:: Data for this exercise ::

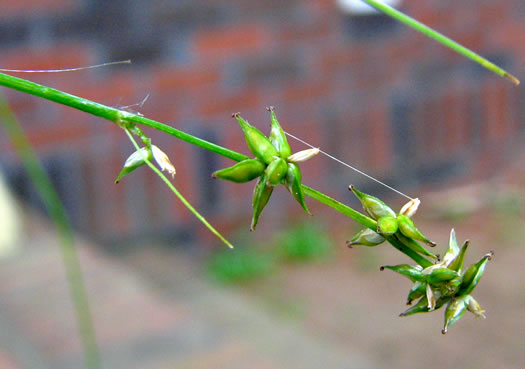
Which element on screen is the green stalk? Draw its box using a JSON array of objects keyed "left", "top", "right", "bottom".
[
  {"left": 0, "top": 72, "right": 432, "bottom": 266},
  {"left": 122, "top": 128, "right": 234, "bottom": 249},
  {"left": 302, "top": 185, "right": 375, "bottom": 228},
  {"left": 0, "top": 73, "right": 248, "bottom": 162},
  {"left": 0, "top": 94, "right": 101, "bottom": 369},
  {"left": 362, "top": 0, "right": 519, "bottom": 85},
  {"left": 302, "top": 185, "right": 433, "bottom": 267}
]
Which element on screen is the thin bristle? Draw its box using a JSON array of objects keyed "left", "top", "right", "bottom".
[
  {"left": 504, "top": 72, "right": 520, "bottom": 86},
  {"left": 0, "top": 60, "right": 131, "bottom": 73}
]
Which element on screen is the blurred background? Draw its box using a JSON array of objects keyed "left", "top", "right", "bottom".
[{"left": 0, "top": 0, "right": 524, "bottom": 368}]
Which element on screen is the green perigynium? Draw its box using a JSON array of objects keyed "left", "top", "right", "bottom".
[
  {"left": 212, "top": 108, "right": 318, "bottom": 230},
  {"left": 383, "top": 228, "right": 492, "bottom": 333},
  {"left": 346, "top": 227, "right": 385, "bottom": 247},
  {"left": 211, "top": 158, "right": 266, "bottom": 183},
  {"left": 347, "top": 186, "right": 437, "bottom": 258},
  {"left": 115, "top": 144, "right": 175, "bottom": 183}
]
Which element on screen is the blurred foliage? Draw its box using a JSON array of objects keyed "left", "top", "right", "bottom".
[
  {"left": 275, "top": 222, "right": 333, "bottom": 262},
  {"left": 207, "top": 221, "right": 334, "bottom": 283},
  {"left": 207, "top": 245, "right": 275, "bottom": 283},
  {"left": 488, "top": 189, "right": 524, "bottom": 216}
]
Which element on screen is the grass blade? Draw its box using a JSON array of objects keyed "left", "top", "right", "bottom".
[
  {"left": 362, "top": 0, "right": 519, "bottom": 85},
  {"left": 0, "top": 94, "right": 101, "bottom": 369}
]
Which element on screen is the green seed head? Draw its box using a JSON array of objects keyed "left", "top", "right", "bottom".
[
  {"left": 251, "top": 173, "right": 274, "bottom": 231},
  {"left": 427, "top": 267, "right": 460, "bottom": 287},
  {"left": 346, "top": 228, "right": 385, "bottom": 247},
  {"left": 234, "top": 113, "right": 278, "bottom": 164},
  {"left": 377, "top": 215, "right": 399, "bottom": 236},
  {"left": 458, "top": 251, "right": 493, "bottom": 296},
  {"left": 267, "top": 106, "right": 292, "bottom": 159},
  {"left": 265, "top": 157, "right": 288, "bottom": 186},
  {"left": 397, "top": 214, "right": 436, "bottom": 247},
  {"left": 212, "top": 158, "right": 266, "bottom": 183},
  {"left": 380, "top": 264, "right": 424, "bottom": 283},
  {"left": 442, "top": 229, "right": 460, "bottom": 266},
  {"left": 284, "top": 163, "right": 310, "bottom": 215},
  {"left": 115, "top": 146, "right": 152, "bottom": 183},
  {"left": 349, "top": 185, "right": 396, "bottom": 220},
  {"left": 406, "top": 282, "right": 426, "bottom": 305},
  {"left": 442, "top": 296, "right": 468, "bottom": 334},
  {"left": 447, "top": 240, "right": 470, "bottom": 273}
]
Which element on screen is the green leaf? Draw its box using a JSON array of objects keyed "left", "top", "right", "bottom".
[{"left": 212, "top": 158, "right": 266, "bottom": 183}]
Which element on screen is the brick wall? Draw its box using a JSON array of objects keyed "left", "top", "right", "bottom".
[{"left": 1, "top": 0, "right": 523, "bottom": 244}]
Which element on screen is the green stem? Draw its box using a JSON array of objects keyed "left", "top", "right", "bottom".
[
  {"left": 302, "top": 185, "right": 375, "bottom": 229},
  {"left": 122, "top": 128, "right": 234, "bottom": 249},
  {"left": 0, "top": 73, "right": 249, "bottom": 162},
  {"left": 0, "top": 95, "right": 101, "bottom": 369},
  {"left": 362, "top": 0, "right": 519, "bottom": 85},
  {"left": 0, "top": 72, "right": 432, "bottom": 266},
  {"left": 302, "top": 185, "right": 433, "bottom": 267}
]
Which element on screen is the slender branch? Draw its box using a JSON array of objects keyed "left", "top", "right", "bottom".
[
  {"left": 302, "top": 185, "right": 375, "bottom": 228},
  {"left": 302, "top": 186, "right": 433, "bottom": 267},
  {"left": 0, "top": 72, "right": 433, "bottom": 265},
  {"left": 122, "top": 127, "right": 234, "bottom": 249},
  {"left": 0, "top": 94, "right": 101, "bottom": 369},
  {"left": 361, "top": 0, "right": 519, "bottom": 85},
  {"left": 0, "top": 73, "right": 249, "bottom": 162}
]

:::

## [Task prompt]
Copy out all the data exactly; skip the pictures.

## [Answer box]
Which element on screen is the green stalk? Draw its box using a JSON array of objects keyed "left", "top", "right", "bottom".
[
  {"left": 0, "top": 72, "right": 432, "bottom": 266},
  {"left": 122, "top": 128, "right": 234, "bottom": 249},
  {"left": 302, "top": 185, "right": 375, "bottom": 228},
  {"left": 0, "top": 73, "right": 248, "bottom": 162},
  {"left": 0, "top": 94, "right": 101, "bottom": 369},
  {"left": 362, "top": 0, "right": 519, "bottom": 85},
  {"left": 302, "top": 185, "right": 433, "bottom": 267}
]
Which element on screen is the thin bristle? Draw its box using a JSON array of objects keyed "left", "top", "right", "bottom".
[
  {"left": 504, "top": 72, "right": 520, "bottom": 86},
  {"left": 0, "top": 60, "right": 131, "bottom": 73}
]
Which element on screen is the blurred background? Draw its box using a JSON array of objects keyed "left", "top", "right", "bottom".
[{"left": 0, "top": 0, "right": 524, "bottom": 368}]
Which element on screen is the green perigynium? Draw its box using a JSON array of objects keyed "left", "top", "right", "bottom".
[
  {"left": 212, "top": 108, "right": 318, "bottom": 230},
  {"left": 383, "top": 228, "right": 492, "bottom": 333},
  {"left": 346, "top": 227, "right": 385, "bottom": 247},
  {"left": 211, "top": 158, "right": 266, "bottom": 183},
  {"left": 347, "top": 186, "right": 437, "bottom": 258},
  {"left": 115, "top": 144, "right": 175, "bottom": 183}
]
Which element on screen is the blurred foliage? Draw its box using a JSON array of objects keyed "left", "top", "right", "bottom".
[
  {"left": 275, "top": 222, "right": 333, "bottom": 262},
  {"left": 207, "top": 221, "right": 334, "bottom": 283},
  {"left": 207, "top": 245, "right": 275, "bottom": 283},
  {"left": 488, "top": 189, "right": 524, "bottom": 216}
]
Which element on screen is the grass blade? Draw its box using a JSON array of objects keyed "left", "top", "right", "bottom".
[
  {"left": 362, "top": 0, "right": 519, "bottom": 85},
  {"left": 0, "top": 94, "right": 101, "bottom": 369}
]
Which element on screen is the green seed head? Draw its box using a JSON array of objects keyed "left", "top", "right", "bottom".
[
  {"left": 251, "top": 173, "right": 274, "bottom": 231},
  {"left": 427, "top": 267, "right": 460, "bottom": 287},
  {"left": 346, "top": 228, "right": 385, "bottom": 247},
  {"left": 234, "top": 113, "right": 278, "bottom": 164},
  {"left": 377, "top": 215, "right": 399, "bottom": 236},
  {"left": 458, "top": 251, "right": 493, "bottom": 296},
  {"left": 267, "top": 106, "right": 292, "bottom": 159},
  {"left": 265, "top": 157, "right": 288, "bottom": 186},
  {"left": 397, "top": 214, "right": 436, "bottom": 247},
  {"left": 212, "top": 158, "right": 266, "bottom": 183},
  {"left": 380, "top": 264, "right": 424, "bottom": 283},
  {"left": 442, "top": 229, "right": 460, "bottom": 266},
  {"left": 284, "top": 163, "right": 310, "bottom": 215},
  {"left": 115, "top": 146, "right": 152, "bottom": 183},
  {"left": 349, "top": 185, "right": 396, "bottom": 220},
  {"left": 406, "top": 282, "right": 426, "bottom": 305},
  {"left": 442, "top": 296, "right": 468, "bottom": 334},
  {"left": 447, "top": 240, "right": 470, "bottom": 273}
]
Which element on screen is the green leaf? Draw its box using a JSON array of objects keyed "left", "top", "right", "bottom".
[{"left": 212, "top": 158, "right": 266, "bottom": 183}]
Which element on screen is the brick wall? Draw its box using a JSON array of objects keyed "left", "top", "right", "bottom".
[{"left": 1, "top": 0, "right": 523, "bottom": 244}]
Which element on screen is the green stem? Draw its box using a JSON array of objects keyed "left", "top", "right", "bottom".
[
  {"left": 302, "top": 185, "right": 375, "bottom": 229},
  {"left": 122, "top": 128, "right": 234, "bottom": 249},
  {"left": 0, "top": 73, "right": 249, "bottom": 162},
  {"left": 0, "top": 95, "right": 101, "bottom": 369},
  {"left": 362, "top": 0, "right": 519, "bottom": 85},
  {"left": 0, "top": 72, "right": 432, "bottom": 266},
  {"left": 302, "top": 185, "right": 433, "bottom": 267}
]
Which element on screen is the slender branch? Draw its box using a JSON array of objects keyed "left", "top", "right", "bottom".
[
  {"left": 302, "top": 185, "right": 375, "bottom": 228},
  {"left": 302, "top": 186, "right": 433, "bottom": 267},
  {"left": 0, "top": 72, "right": 433, "bottom": 265},
  {"left": 122, "top": 127, "right": 234, "bottom": 249},
  {"left": 0, "top": 94, "right": 101, "bottom": 369},
  {"left": 361, "top": 0, "right": 519, "bottom": 85},
  {"left": 0, "top": 73, "right": 249, "bottom": 162}
]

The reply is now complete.